READ

Options     Examples    

READ is used to read series, matrices, or scalars into data storage. Normally, data will be read from an external file, but small quantities of data can be included in a "data section" at the bottom of your program file (when running TSP in batch mode). READ can be also be used to read spreadsheets or stata™ data files. If you plan to repeatedly use a very large dataset, the fastest way to access it is as a TSP databank - see the OUT and IN commands for further details.

READ (BYOBS, BYVAR, FILE='filename string' or <filename>, FORMAT=BINARY  or DATABANK or EXCEL or FREE or LOTUS or RB8 or STATA or '(format string)', FULL, NCOL=<number of columns>, NROW=<number of rows>, PRINT, SETSMPL, SHEET=`sheetname string', TYPE=CONSTANT or DIAG or GENERAL or SYMMETRI or TRIANG, UNIT=<I/O unit number>) <list of series or matrices or constants> ;

or

READ ;

Usage

If TSP encounters a simple READ statement with no arguments, it transfers to the data section and begins reading data until it reaches an END statement (or end of file), at which point it returns to the line in the TSP program following the READ statement. A NOPRINT command in the data section will stop the data values from echoing to the output.

A READ statement followed by a list of series names is the easiest way to read small quantities of data. If no options are specified, the data is assumed to follow the READ statement directly in free format, each number separated from the others by one or more blanks. Each group of data may be terminated by a semicolon (;), although this is not required. If there is more than one series to be read in, the order of the data is the first observation of each of the series, followed by the second observation of each of the series, and so forth.

READ can also be used to read several variables from an external file in free format, such as:

READ (FILE='FOO.DAT') X Y Z ;

There are two special features for free-format numbers. The first is the use of the dot (.) to specify a missing value (and is similar to the SAS convention). However, note that in other places in TSP (such as in formulas), dot (.) is treated as a DOT variable. Use @MISS or @NA to represent a missing value in a formula (see FRML). The other special feature is a repeated number, specified by an integer repeat count, a star (*), and the value to be repeated. For example, 3*0 is equivalent to 0 0 0. This is most often used for repeated zeroes in special matrices (like band matrices) and resembles the repeat count feature in the FORTRAN free-format (*) READ.

[Records from a data collection]
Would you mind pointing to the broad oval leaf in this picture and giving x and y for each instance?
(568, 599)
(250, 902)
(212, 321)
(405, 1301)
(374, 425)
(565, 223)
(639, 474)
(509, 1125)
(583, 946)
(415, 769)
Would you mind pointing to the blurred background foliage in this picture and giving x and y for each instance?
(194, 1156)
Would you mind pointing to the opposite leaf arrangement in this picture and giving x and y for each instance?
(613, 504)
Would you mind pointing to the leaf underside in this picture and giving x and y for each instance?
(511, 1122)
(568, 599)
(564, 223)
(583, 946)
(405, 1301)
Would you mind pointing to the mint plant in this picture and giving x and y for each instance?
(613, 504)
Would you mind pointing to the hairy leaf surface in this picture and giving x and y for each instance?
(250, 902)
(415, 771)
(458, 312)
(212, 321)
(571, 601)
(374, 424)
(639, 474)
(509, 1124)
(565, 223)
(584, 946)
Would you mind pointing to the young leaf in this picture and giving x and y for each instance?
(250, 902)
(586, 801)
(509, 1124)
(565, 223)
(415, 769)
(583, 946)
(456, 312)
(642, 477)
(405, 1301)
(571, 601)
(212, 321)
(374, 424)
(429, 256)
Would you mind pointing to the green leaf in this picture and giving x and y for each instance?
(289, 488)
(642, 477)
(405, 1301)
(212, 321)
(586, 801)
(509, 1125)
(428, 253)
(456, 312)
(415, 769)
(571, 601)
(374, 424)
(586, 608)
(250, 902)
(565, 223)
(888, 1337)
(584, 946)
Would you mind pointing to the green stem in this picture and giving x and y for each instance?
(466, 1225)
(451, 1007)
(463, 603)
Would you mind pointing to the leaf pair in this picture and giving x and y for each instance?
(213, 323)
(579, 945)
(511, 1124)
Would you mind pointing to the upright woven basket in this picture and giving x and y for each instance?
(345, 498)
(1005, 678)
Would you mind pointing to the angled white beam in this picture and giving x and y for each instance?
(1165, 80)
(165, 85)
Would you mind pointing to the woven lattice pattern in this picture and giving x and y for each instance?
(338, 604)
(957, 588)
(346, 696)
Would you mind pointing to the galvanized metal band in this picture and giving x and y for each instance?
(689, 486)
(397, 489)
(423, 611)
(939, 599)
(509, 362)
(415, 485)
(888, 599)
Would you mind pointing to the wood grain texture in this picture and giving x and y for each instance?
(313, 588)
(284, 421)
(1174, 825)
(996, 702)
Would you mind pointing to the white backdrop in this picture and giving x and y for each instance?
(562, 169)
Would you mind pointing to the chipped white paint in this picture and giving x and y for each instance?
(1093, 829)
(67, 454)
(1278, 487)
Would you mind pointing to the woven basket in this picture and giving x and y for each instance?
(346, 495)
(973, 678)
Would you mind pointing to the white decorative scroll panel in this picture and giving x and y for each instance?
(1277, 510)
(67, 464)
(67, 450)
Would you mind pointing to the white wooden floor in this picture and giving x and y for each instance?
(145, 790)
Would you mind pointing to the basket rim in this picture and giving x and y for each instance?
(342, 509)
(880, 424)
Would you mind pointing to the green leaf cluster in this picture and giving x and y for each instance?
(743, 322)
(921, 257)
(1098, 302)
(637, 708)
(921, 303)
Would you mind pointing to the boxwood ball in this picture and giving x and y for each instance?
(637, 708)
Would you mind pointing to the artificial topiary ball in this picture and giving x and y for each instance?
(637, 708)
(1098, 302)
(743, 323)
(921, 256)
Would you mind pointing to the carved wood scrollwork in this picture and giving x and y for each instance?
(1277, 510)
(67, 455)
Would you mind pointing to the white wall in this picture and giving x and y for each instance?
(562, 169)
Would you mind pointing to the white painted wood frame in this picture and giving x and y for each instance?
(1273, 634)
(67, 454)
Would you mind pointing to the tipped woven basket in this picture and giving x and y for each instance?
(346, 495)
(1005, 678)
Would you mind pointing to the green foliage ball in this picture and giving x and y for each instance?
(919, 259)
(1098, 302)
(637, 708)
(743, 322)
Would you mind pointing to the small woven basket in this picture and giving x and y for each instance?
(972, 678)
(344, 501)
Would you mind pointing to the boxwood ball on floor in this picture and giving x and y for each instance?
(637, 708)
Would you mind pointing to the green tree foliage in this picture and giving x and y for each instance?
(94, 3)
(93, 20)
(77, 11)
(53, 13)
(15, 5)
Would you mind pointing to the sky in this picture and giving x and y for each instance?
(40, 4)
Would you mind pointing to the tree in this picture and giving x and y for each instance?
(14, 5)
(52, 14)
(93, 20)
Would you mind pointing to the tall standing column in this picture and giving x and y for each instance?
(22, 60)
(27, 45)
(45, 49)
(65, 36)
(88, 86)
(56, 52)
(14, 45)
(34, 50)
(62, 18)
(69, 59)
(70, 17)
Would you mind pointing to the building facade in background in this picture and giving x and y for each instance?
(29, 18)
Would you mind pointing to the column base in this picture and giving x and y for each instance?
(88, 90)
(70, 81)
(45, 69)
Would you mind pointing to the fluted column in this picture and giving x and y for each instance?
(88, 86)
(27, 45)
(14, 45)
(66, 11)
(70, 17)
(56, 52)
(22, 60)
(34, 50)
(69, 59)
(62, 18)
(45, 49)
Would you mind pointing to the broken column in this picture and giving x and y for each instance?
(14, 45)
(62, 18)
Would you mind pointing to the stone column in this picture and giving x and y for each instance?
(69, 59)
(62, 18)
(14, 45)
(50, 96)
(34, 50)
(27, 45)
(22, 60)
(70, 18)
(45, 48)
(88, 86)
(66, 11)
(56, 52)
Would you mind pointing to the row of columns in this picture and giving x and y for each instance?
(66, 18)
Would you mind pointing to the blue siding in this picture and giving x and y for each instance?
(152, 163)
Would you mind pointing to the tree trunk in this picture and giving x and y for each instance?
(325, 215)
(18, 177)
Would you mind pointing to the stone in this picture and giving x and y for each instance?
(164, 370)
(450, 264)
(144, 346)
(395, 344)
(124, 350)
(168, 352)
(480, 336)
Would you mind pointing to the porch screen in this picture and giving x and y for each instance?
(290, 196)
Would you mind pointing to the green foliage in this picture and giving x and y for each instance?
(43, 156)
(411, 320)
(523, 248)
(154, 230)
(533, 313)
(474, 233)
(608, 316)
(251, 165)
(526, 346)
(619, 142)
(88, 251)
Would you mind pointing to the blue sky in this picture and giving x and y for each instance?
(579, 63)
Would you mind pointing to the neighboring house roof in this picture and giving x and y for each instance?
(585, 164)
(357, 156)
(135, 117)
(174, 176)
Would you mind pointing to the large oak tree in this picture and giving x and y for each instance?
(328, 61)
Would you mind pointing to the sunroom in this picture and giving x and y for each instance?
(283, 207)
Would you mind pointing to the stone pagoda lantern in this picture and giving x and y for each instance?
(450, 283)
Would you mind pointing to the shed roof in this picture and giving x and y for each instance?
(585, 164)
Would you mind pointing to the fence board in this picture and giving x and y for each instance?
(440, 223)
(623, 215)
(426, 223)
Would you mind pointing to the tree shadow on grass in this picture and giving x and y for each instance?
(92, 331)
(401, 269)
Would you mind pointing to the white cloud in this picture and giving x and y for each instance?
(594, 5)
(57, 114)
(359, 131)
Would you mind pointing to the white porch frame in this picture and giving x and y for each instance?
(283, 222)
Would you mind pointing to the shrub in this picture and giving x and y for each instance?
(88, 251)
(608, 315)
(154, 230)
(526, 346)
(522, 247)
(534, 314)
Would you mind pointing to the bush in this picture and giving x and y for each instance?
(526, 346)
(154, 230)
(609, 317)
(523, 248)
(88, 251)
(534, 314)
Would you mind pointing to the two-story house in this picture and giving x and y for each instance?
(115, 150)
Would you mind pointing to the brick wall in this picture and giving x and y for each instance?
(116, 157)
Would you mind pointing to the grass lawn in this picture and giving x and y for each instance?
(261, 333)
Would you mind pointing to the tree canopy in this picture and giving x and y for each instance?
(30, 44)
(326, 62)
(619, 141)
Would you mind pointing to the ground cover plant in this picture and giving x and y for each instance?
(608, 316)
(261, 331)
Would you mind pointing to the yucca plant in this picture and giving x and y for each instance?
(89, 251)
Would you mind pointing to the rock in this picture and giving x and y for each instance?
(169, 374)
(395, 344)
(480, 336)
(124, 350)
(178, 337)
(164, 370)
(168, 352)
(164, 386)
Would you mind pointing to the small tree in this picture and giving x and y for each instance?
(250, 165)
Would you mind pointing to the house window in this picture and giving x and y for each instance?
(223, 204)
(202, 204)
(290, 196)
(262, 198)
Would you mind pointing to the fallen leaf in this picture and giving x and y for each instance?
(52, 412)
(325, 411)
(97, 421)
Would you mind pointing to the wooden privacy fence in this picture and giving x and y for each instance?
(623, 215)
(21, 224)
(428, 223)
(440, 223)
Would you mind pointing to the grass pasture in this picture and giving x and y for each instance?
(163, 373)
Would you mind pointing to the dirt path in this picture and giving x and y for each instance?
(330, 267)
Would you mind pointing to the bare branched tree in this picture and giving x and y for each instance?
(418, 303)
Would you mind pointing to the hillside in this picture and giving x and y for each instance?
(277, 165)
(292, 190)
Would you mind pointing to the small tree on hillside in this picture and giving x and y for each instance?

◆ WRITTEN PROBLEM 1:
According to the READ documentation, why should @MISS or @NA be used for a missing value in a formula instead of a dot?
◆ WRITTEN PROBLEM 2:
Please repeat the records from the line containing "Would you mind pointing to the brick" through the end of the records.

◆ FINAL RESULT 1:
Inside formulas, TSP treats a dot as a DOT variable, not as a missing value. So @MISS or @NA is needed there to represent a missing value.

◆ FINAL RESULT 2:
Would you mind pointing to the brick wall in this picture and giving x and y for each instance?
(116, 157)
Would you mind pointing to the grass lawn in this picture and giving x and y for each instance?
(261, 333)
Would you mind pointing to the tree canopy in this picture and giving x and y for each instance?
(30, 44)
(326, 62)
(619, 141)
Would you mind pointing to the ground cover plant in this picture and giving x and y for each instance?
(608, 316)
(261, 331)
Would you mind pointing to the yucca plant in this picture and giving x and y for each instance?
(89, 251)
Would you mind pointing to the rock in this picture and giving x and y for each instance?
(169, 374)
(395, 344)
(480, 336)
(124, 350)
(178, 337)
(164, 370)
(168, 352)
(164, 386)
Would you mind pointing to the small tree in this picture and giving x and y for each instance?
(250, 165)
Would you mind pointing to the house window in this picture and giving x and y for each instance?
(223, 204)
(202, 204)
(290, 196)
(262, 198)
Would you mind pointing to the fallen leaf in this picture and giving x and y for each instance?
(52, 412)
(325, 411)
(97, 421)
Would you mind pointing to the wooden privacy fence in this picture and giving x and y for each instance?
(623, 215)
(21, 224)
(428, 223)
(440, 223)
Would you mind pointing to the grass pasture in this picture and giving x and y for each instance?
(163, 373)
Would you mind pointing to the dirt path in this picture and giving x and y for each instance?
(330, 267)
Would you mind pointing to the bare branched tree in this picture and giving x and y for each instance?
(418, 303)
Would you mind pointing to the hillside in this picture and giving x and y for each instance?
(277, 165)
(292, 190)
Would you mind pointing to the small tree on hillside in this picture and giving x and y for each instance?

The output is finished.